The task: The answer must restate every entry below word for word.

Dataset extract:
+---+

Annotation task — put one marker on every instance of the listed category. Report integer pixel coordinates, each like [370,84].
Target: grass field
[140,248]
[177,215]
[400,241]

+---+

Task solution:
Annotation task — put one marker on every instance of the listed category. Report integer pixel coordinates, each like [370,84].
Target: grass field
[140,248]
[177,215]
[400,241]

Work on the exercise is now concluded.